[Point annotation dataset records]
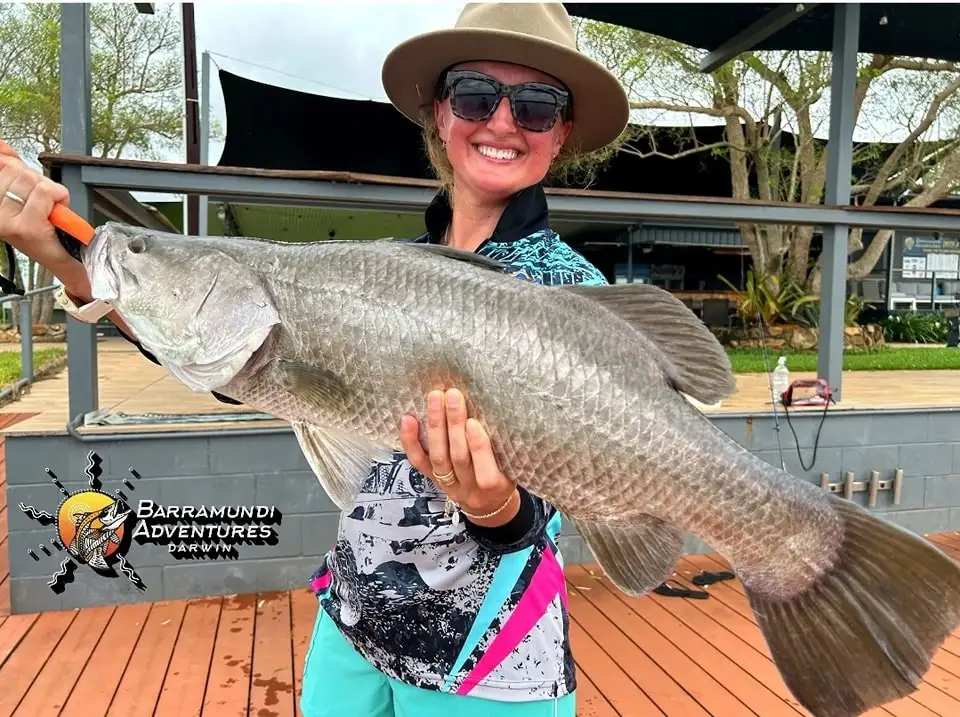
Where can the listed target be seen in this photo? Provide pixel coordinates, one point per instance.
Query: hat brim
(600, 106)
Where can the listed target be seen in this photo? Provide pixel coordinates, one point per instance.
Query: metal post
(26, 339)
(833, 294)
(192, 130)
(76, 138)
(891, 256)
(204, 135)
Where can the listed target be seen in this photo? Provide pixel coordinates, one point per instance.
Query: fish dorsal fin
(697, 362)
(469, 257)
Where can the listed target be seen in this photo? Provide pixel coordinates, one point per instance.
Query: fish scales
(547, 379)
(581, 390)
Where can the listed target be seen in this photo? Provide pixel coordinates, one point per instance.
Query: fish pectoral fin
(463, 255)
(637, 554)
(341, 460)
(689, 353)
(97, 561)
(316, 385)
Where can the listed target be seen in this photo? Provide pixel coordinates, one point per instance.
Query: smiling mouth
(497, 153)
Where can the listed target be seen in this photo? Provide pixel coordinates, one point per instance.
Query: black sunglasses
(475, 96)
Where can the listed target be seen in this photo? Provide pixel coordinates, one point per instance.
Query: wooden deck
(242, 656)
(130, 384)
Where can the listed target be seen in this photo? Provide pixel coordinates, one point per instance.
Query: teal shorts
(339, 682)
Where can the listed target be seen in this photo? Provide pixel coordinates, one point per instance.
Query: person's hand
(459, 459)
(26, 227)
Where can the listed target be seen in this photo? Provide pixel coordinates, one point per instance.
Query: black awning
(930, 30)
(271, 127)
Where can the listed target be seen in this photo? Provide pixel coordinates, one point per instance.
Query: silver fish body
(580, 390)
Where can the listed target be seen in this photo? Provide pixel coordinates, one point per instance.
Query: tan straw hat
(537, 35)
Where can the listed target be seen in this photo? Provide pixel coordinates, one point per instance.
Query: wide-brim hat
(537, 35)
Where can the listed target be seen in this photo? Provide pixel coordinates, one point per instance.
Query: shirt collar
(525, 214)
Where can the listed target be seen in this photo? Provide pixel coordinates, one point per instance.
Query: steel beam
(82, 381)
(601, 209)
(205, 75)
(833, 284)
(120, 206)
(749, 38)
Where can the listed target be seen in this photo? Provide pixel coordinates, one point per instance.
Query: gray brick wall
(269, 470)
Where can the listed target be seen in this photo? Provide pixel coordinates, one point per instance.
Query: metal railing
(25, 302)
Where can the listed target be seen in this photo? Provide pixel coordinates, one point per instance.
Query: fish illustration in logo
(96, 533)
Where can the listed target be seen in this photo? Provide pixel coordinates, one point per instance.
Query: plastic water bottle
(781, 379)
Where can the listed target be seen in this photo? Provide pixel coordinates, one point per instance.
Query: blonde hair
(569, 167)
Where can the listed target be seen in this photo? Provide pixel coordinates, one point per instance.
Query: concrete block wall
(269, 470)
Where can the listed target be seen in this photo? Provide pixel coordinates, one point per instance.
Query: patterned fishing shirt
(462, 609)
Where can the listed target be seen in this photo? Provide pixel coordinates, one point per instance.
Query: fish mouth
(101, 272)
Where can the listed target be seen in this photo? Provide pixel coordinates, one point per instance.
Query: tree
(913, 104)
(136, 88)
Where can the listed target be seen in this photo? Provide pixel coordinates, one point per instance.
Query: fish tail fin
(865, 633)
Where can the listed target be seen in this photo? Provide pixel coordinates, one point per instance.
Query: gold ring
(446, 479)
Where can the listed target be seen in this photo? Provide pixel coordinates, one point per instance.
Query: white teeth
(495, 153)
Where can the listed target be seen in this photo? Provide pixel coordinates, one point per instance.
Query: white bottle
(781, 379)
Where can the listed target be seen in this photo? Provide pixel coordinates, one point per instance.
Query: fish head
(190, 301)
(112, 517)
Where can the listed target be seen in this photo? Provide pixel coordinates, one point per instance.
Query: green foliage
(913, 327)
(10, 362)
(136, 75)
(883, 358)
(912, 105)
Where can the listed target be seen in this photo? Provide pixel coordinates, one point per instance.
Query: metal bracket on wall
(849, 486)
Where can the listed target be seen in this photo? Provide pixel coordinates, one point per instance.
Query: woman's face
(494, 159)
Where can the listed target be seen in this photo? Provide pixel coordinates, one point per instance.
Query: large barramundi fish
(582, 392)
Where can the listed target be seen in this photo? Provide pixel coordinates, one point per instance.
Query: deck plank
(183, 689)
(98, 682)
(303, 616)
(626, 696)
(751, 695)
(143, 679)
(643, 672)
(26, 662)
(592, 703)
(243, 656)
(931, 693)
(699, 683)
(228, 684)
(271, 688)
(12, 631)
(51, 690)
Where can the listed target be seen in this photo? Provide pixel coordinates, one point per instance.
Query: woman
(444, 593)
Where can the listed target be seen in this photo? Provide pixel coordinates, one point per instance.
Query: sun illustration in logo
(92, 526)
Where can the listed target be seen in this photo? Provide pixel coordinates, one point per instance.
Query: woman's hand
(460, 461)
(26, 227)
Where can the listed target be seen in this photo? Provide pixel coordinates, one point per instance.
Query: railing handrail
(7, 298)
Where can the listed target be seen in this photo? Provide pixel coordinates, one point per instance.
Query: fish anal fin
(637, 554)
(697, 363)
(341, 460)
(887, 605)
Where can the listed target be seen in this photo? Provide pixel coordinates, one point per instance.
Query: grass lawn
(10, 362)
(882, 359)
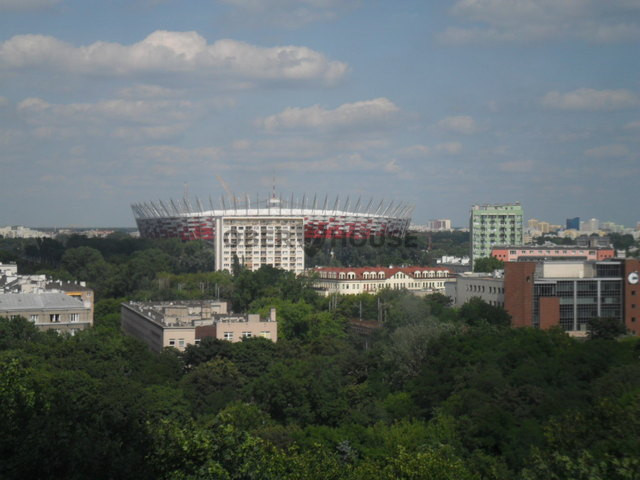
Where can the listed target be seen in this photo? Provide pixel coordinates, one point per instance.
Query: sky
(441, 104)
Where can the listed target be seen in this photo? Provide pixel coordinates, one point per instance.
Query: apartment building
(182, 323)
(48, 311)
(352, 281)
(492, 225)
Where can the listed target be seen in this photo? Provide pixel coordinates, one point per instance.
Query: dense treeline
(435, 393)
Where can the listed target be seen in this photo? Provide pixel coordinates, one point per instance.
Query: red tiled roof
(388, 271)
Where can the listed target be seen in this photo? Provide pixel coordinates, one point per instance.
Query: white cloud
(608, 151)
(459, 124)
(590, 99)
(339, 163)
(291, 13)
(169, 160)
(527, 20)
(165, 51)
(369, 113)
(149, 91)
(130, 120)
(415, 151)
(40, 112)
(26, 4)
(450, 148)
(517, 166)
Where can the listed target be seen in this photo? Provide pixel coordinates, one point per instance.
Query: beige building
(182, 323)
(352, 281)
(48, 311)
(488, 287)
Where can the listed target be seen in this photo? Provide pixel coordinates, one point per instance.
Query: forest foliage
(434, 393)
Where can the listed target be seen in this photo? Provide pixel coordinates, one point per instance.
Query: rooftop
(16, 302)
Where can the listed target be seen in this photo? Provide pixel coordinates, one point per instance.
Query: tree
(605, 328)
(476, 311)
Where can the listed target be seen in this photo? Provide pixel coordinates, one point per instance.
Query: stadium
(321, 219)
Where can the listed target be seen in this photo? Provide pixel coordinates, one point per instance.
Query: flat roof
(16, 302)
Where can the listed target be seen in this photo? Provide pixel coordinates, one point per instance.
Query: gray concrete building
(182, 323)
(488, 287)
(48, 311)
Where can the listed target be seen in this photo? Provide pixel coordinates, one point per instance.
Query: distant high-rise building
(492, 225)
(440, 224)
(573, 223)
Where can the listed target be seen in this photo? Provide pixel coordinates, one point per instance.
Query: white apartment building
(257, 241)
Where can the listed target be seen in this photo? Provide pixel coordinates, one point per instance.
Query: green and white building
(492, 225)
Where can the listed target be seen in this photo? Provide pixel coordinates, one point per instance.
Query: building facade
(48, 311)
(179, 324)
(539, 253)
(492, 225)
(573, 223)
(488, 287)
(353, 281)
(256, 241)
(569, 294)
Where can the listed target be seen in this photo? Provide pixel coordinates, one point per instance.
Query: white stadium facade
(272, 231)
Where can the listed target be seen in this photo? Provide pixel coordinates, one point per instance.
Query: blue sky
(440, 104)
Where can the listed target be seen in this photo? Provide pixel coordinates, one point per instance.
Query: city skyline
(440, 105)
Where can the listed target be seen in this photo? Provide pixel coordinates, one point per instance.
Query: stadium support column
(219, 241)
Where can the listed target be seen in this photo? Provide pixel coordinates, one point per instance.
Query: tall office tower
(492, 225)
(573, 223)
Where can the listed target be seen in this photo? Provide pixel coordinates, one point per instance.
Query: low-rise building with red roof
(352, 281)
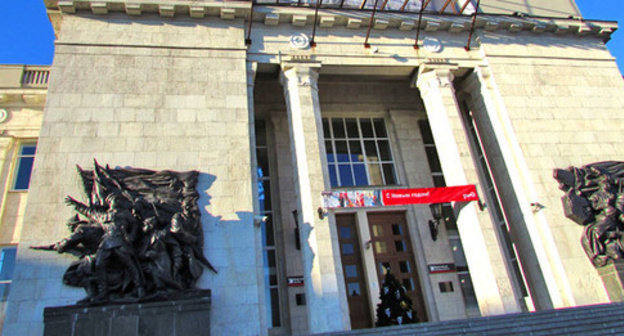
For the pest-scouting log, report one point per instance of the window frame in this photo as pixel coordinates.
(361, 139)
(9, 279)
(18, 164)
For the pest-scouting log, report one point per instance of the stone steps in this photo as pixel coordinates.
(604, 319)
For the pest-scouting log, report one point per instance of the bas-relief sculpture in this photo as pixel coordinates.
(595, 199)
(137, 238)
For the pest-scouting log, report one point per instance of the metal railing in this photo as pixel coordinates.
(35, 77)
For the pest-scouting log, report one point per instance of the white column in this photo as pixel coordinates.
(324, 286)
(437, 93)
(541, 261)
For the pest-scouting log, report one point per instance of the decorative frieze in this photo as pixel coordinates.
(329, 18)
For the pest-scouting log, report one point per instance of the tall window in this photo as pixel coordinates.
(465, 282)
(25, 159)
(7, 264)
(358, 152)
(268, 236)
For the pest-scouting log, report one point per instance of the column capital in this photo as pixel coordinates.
(434, 75)
(301, 74)
(252, 68)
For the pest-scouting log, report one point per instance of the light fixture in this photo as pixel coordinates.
(436, 212)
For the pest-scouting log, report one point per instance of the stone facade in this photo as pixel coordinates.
(177, 85)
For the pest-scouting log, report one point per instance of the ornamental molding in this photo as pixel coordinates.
(328, 18)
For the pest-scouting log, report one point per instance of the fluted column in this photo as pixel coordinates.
(326, 301)
(436, 90)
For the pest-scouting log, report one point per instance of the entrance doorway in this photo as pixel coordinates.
(391, 245)
(353, 271)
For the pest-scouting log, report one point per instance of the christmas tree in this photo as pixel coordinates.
(395, 307)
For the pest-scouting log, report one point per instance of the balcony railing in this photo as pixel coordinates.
(35, 77)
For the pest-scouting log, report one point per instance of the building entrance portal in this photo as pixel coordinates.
(354, 275)
(391, 245)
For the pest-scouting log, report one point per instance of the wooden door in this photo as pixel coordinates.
(354, 275)
(392, 247)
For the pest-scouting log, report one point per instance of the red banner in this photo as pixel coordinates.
(429, 195)
(389, 197)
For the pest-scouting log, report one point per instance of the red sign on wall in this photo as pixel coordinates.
(390, 197)
(429, 195)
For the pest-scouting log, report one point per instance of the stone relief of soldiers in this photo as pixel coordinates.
(138, 237)
(595, 199)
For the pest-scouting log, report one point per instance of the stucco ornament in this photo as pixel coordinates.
(300, 41)
(4, 114)
(595, 199)
(138, 236)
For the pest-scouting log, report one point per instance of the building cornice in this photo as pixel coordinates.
(328, 18)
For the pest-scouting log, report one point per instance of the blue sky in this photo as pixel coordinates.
(26, 36)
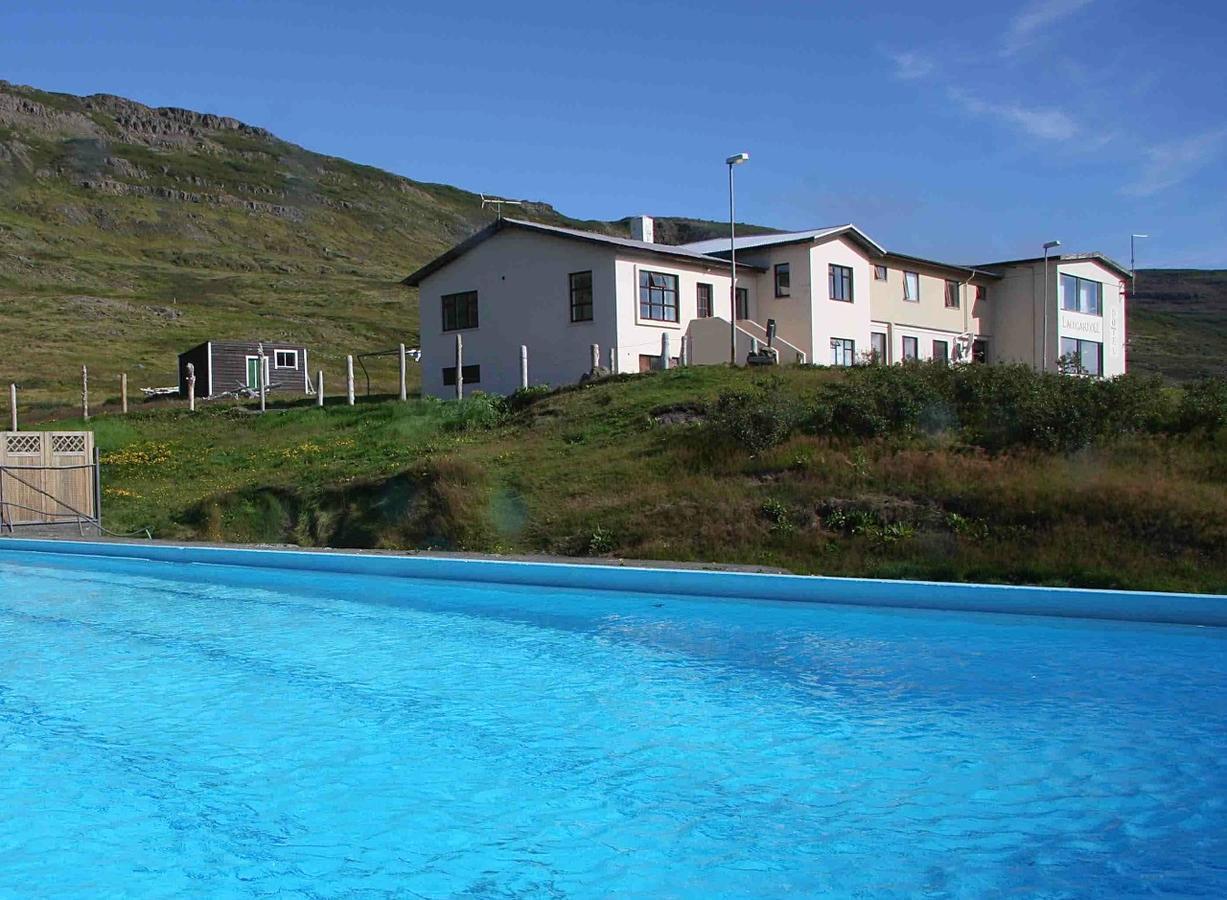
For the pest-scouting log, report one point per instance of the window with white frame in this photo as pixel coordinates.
(843, 351)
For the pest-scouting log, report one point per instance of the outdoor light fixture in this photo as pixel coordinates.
(735, 160)
(1043, 361)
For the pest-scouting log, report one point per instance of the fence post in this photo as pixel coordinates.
(404, 388)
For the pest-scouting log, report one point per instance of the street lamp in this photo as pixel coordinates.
(1048, 246)
(736, 160)
(1133, 273)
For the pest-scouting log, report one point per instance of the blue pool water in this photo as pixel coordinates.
(206, 731)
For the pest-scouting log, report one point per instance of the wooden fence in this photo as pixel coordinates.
(48, 478)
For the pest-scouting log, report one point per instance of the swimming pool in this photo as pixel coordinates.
(195, 729)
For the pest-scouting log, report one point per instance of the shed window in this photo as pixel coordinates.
(459, 311)
(658, 296)
(471, 376)
(582, 296)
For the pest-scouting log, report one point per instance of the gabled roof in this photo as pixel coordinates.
(720, 246)
(1108, 262)
(679, 253)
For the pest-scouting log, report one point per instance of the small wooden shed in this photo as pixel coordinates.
(233, 365)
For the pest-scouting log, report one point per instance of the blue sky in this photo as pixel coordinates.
(962, 130)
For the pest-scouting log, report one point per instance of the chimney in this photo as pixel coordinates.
(642, 228)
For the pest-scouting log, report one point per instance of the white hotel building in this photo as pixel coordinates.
(836, 296)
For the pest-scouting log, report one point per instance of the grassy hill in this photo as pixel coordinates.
(972, 473)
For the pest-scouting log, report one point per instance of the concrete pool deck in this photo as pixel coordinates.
(673, 578)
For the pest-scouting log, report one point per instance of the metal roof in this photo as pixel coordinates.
(571, 233)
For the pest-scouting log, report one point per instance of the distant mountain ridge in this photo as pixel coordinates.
(129, 232)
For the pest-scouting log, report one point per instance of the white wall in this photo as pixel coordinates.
(523, 297)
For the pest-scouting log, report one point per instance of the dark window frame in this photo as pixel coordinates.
(579, 306)
(653, 296)
(459, 322)
(841, 275)
(783, 287)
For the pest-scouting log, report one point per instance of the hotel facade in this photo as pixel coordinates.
(828, 296)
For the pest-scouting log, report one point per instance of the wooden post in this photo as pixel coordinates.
(404, 373)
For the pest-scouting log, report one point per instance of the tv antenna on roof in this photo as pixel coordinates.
(498, 203)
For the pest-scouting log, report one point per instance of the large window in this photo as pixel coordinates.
(841, 283)
(582, 296)
(471, 376)
(877, 346)
(783, 280)
(843, 351)
(658, 296)
(459, 311)
(951, 295)
(703, 300)
(1081, 356)
(912, 286)
(1081, 295)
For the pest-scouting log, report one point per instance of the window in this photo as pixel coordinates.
(459, 311)
(912, 286)
(877, 346)
(703, 298)
(1081, 295)
(783, 280)
(471, 376)
(843, 351)
(580, 296)
(658, 296)
(1081, 356)
(841, 283)
(951, 295)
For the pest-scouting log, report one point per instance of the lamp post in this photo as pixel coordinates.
(736, 160)
(1133, 273)
(1048, 246)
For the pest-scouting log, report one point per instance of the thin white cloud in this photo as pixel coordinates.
(1047, 123)
(1174, 161)
(1034, 17)
(911, 65)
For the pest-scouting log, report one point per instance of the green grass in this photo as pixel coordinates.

## Instruction
Copy, character for character, the lines from the line that holds "lamp post in this photo as pixel coordinates." through the final line of the records above.

## Result below
For the pest-scouting log, report one point per instance of the lamp post in this photo as pixel coordinates.
(736, 160)
(1133, 273)
(1048, 246)
For the pest-scouting log, report one point per instance of the thin white cloud in this photo as pixel coordinates.
(1047, 123)
(1174, 161)
(1034, 17)
(911, 65)
For the pest-scouting log, report one point per instance of the green grass in this photo as pixel coordinates.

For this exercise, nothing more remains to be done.